For the material below, please count the lines containing "this". Reply with the count alone.

→ RECORD SET
---

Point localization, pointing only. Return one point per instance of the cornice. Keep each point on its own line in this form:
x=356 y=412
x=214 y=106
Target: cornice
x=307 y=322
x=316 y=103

---

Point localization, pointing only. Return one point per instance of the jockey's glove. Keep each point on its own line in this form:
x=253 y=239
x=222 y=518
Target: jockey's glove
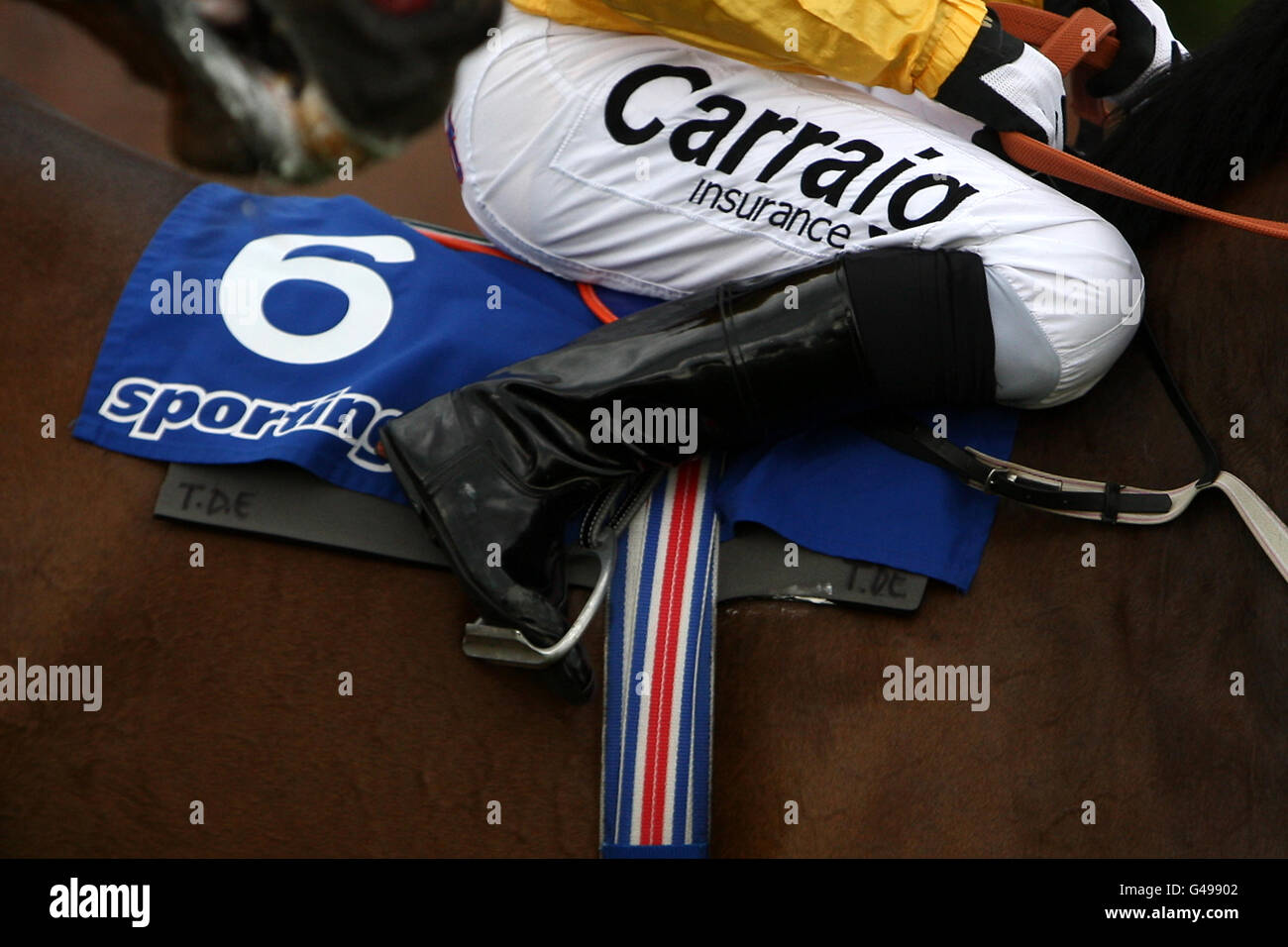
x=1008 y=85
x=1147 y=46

---

→ SOLUTION
2